WORK TO COMPLETE:
A - According to the Wildcat launch text, by how much do survival chances drop each minute without intervention?
B - Copy everything from "Project leader, Keri" down to "the coming weeks." in the Wildcat launch text, word for word.

### SUPPLIED TEXT ###

During the launch event, 50 volunteer responders, including Drs, nurses and individuals with no previous medical backgrounds, were equipped with defibrillators, Vehicle Locator Systems and other necessary supplies. The remaining 150 Wildcat responders have already received their kits. In addition, all have undertaken rigorous training, provided by The Sandpiper Wildcat Training Team.

Project leader, Keri Fickling commented; “Today is not only a major milestone for Sandpiper and the Wildcat team, but it’s also a defining moment in the strategic approach to pre-hospital care. Our cardiac arrest initiative is a first of its kind in the world. Never before have defibrillators been strategically placed based upon historic cardiac arrest data. We are excited about the prospect of setting a new standard for out of hospital care and the impact it will have, not just in our own communities but much further afield.”

Keri continued “As of today, 40 of these communities now have a dedicated Wildcat team in place, with each individual responder registered and available through the Scottish Ambulance Service on a rota basis. In addition, 8 more areas will be activated in the coming weeks.

“In many instances, we will work with existing individuals or groups such as Community First responders, however in 14 locations; Sandpiper Wildcat will provide additional emergency medical coverage where previously there was no locally based support and the nearest ambulance depot is located more than 8 miles away.”

The initiative has been created in partnership with the Scottish Ambulance Service. Milne Weir, General Manager North explained “The Scottish Ambulance Service is continually exploring new ways of working to ensure we are saving more lives than ever before. We are proud to work in partnership with Sandpiper Wildcat and communities across the Grampian region to enhance our co-responding network and provide life-saving care to patients experiencing cardiac arrest.”

Commenting on its relationship with the Trust, Dave Bywater, Consultant Paramedic and Lead for Out of Hospital Cardiac Arrest, Scottish Ambulance Service added “We have worked closely with and benefitted from the fantastic work of the Sandpiper Trust for over 15 years. Working in partnership with voluntary groups is not a new concept, however this is a fairly new type of response in terms of Cardiac Responders which we are delighted to facilitate. The development of networks of Sandpiper Wildcat responders will undoubtedly enhance the resources available to respond to cardiac arrest patients as quickly as possible, vital given that survival chances reduce by 10% every minute without intervention.”

### GIVEN ENTRIES ###

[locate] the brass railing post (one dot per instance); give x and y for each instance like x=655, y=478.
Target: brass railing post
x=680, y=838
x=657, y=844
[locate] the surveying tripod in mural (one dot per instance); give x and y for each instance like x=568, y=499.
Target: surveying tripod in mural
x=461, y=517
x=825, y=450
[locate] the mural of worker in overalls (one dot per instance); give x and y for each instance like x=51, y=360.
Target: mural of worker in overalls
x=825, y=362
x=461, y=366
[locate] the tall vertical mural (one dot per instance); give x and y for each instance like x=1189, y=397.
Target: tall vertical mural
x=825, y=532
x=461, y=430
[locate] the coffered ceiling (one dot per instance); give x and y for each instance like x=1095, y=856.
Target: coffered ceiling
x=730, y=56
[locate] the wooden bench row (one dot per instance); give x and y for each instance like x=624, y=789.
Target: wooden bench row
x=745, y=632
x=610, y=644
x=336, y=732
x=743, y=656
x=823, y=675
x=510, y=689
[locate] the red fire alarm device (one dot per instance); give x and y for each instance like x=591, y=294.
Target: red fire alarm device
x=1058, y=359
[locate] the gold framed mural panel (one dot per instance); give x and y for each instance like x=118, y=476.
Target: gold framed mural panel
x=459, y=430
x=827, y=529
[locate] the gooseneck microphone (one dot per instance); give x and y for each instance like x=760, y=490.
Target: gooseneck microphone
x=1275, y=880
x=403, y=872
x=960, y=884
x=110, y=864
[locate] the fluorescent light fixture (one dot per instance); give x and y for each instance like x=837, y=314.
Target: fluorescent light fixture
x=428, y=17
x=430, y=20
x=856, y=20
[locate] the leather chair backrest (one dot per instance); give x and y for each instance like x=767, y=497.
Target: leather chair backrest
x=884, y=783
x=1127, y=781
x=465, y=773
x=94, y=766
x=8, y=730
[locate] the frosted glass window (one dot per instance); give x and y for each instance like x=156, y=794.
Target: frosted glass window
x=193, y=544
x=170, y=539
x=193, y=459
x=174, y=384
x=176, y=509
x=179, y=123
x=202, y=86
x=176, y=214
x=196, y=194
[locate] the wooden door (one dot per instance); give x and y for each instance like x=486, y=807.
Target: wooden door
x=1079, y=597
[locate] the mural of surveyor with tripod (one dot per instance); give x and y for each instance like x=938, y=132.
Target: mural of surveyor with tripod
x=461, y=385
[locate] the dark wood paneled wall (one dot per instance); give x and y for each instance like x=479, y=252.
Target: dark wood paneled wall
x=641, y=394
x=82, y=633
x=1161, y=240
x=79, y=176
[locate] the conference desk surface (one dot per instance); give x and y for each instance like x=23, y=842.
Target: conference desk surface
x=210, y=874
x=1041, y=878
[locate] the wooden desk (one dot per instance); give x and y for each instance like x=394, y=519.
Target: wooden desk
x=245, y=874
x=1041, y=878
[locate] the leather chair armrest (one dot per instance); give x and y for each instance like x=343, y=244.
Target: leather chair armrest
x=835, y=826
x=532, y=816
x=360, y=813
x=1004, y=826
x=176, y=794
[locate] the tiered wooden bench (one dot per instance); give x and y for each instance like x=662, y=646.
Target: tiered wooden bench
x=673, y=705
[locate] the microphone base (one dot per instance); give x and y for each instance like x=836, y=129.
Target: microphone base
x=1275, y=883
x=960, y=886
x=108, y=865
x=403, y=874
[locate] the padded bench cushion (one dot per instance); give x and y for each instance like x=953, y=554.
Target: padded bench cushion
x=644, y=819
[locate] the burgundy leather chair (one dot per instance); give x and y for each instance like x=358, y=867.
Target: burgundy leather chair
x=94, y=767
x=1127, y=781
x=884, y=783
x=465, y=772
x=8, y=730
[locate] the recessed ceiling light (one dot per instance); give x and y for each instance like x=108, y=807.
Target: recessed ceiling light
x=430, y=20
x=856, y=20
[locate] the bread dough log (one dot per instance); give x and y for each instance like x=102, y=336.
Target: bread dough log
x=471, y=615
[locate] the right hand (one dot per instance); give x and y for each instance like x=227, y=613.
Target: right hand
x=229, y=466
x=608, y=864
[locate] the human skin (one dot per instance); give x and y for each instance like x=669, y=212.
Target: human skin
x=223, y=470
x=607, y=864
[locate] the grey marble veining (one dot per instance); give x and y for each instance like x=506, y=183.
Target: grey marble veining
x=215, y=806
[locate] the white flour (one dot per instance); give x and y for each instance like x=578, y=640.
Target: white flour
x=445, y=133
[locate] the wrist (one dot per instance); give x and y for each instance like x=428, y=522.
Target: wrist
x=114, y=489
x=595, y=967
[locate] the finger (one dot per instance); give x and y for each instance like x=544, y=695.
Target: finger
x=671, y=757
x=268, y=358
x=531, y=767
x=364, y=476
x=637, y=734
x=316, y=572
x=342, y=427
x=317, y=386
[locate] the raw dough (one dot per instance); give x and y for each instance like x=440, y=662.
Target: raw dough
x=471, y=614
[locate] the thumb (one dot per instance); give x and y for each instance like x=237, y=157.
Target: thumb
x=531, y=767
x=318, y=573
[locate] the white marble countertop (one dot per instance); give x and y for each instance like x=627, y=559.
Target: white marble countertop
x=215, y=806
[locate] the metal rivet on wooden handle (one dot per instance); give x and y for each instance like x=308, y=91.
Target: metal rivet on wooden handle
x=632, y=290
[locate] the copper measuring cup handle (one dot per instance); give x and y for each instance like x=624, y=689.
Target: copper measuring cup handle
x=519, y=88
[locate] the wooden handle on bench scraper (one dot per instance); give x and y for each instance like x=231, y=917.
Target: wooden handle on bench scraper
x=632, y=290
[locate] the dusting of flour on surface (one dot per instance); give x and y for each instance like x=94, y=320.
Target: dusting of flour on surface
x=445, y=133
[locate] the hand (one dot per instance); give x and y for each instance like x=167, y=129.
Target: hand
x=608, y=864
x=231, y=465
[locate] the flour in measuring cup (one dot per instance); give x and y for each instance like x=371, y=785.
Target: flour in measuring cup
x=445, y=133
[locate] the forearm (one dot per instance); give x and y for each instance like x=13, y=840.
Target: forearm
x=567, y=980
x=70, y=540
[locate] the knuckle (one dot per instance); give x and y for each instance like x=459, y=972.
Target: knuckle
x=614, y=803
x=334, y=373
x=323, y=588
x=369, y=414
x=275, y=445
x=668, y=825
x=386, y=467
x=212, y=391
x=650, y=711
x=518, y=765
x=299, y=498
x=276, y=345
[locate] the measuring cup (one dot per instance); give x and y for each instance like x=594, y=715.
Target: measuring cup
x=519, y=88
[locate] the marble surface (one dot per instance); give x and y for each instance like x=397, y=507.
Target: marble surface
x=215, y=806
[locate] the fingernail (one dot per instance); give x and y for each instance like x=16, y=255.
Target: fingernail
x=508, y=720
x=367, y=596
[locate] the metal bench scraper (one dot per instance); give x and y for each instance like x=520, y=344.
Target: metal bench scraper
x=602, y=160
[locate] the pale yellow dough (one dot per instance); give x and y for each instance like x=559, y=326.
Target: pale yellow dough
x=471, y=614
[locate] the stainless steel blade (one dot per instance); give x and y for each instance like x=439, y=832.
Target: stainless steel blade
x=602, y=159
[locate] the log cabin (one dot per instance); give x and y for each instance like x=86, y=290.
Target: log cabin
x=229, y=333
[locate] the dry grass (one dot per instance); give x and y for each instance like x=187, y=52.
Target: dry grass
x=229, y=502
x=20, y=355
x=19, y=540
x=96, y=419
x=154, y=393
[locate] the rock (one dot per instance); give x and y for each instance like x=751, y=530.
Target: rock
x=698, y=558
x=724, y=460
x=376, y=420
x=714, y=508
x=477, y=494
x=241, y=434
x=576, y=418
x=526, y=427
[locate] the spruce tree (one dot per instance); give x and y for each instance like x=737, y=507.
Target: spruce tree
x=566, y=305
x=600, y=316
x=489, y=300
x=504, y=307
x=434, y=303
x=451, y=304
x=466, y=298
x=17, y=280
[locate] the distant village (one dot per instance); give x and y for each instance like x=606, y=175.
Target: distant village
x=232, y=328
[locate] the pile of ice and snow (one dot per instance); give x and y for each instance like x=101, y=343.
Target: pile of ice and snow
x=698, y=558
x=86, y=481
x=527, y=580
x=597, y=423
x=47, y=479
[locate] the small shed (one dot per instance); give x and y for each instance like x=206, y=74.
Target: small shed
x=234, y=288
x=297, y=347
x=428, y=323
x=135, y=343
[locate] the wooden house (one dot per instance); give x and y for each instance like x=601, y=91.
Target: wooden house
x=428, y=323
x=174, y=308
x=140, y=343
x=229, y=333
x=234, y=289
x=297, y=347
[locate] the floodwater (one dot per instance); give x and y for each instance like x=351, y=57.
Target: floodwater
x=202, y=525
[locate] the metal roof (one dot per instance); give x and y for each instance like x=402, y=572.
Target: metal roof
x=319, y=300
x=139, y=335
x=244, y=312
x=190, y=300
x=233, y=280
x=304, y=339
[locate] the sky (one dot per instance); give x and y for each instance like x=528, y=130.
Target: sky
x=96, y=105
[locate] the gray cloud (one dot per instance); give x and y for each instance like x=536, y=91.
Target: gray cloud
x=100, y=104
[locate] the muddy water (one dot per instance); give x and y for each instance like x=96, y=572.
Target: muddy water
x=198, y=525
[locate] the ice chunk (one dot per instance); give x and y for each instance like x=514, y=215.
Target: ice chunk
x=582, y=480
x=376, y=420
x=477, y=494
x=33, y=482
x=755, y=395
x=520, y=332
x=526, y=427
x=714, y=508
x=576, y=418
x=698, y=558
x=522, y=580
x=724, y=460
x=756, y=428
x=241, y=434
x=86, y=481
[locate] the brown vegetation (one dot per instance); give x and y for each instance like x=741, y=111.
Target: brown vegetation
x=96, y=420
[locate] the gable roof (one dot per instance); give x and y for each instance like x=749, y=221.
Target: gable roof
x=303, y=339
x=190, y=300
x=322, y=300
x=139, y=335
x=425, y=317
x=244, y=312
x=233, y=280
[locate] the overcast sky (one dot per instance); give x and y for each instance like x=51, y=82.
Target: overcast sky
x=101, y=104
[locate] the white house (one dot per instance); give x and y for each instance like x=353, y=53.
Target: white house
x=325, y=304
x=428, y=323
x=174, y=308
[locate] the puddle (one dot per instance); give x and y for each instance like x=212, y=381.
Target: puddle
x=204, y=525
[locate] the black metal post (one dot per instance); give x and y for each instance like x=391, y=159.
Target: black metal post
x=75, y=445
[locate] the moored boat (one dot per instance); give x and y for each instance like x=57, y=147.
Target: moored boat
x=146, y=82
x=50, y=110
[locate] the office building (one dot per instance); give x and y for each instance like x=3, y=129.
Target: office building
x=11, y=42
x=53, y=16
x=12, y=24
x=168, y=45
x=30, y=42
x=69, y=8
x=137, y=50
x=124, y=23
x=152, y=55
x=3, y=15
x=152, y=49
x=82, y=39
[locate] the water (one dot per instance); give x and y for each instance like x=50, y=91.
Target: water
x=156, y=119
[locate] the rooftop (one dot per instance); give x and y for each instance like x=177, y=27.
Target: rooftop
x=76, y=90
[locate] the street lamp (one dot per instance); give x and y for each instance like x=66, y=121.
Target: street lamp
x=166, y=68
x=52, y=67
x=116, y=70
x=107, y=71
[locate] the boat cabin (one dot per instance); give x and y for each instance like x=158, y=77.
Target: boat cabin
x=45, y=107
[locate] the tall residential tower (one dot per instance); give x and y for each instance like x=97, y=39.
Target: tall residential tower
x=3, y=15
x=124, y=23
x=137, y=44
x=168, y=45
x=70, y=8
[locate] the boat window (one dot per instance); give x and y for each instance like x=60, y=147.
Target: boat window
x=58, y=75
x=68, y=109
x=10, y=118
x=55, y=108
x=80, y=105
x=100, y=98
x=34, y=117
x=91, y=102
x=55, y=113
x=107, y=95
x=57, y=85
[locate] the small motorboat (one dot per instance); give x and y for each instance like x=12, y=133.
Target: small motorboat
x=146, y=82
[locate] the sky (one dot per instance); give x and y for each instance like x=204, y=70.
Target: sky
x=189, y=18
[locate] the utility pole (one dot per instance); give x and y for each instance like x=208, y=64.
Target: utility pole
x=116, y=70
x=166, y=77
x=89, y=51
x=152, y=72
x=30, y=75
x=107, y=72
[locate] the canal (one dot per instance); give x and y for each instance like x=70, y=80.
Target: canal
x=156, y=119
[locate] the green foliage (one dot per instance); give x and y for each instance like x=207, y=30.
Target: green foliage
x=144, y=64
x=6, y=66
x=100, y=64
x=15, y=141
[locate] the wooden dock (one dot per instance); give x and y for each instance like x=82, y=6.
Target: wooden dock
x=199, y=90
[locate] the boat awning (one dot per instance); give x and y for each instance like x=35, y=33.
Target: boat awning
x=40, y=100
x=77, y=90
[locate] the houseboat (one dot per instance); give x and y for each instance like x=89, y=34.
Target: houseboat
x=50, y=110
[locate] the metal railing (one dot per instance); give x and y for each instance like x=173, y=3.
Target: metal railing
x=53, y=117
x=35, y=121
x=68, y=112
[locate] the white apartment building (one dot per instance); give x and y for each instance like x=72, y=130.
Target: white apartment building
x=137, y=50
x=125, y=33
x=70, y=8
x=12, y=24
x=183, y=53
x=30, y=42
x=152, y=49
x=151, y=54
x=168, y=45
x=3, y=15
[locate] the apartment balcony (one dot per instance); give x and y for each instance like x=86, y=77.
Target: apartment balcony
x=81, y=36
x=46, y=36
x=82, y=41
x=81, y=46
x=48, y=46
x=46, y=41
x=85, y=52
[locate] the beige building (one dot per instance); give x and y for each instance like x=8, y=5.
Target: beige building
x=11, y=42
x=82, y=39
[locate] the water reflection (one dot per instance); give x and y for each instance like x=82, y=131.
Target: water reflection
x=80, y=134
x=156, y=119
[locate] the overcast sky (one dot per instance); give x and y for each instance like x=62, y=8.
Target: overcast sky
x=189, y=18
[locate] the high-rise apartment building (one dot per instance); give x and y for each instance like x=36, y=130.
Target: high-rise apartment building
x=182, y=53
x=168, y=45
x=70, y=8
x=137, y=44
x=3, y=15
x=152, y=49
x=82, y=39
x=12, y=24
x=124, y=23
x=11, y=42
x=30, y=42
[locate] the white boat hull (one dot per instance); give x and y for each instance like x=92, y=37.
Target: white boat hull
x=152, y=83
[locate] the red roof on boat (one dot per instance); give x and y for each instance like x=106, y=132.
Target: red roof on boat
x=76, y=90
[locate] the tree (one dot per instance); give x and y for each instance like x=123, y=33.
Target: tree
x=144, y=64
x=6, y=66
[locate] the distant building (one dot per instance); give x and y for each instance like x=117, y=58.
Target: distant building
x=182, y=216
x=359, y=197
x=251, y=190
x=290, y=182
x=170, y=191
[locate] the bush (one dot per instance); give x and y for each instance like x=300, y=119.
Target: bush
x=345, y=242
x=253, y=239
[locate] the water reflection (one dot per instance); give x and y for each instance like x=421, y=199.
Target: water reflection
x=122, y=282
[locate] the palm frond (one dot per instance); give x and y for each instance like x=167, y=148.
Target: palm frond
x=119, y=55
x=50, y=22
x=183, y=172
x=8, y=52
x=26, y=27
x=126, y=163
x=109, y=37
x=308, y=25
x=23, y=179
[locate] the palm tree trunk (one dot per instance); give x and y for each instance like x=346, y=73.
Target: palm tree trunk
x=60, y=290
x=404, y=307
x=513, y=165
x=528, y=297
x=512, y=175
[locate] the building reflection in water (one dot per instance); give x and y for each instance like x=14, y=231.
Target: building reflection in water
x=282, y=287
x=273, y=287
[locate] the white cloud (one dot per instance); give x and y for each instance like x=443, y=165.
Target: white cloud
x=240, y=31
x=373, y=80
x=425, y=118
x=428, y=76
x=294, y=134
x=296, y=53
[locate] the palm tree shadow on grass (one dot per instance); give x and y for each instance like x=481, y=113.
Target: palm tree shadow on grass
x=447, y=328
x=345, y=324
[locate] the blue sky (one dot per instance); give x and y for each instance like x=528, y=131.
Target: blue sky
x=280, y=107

###

SOLUTIONS BY TASK:
A - 10% every minute.

B -
Project leader, Keri Fickling commented; “Today is not only a major milestone for Sandpiper and the Wildcat team, but it’s also a defining moment in the strategic approach to pre-hospital care. Our cardiac arrest initiative is a first of its kind in the world. Never before have defibrillators been strategically placed based upon historic cardiac arrest data. We are excited about the prospect of setting a new standard for out of hospital care and the impact it will have, not just in our own communities but much further afield.”

Keri continued “As of today, 40 of these communities now have a dedicated Wildcat team in place, with each individual responder registered and available through the Scottish Ambulance Service on a rota basis. In addition, 8 more areas will be activated in the coming weeks.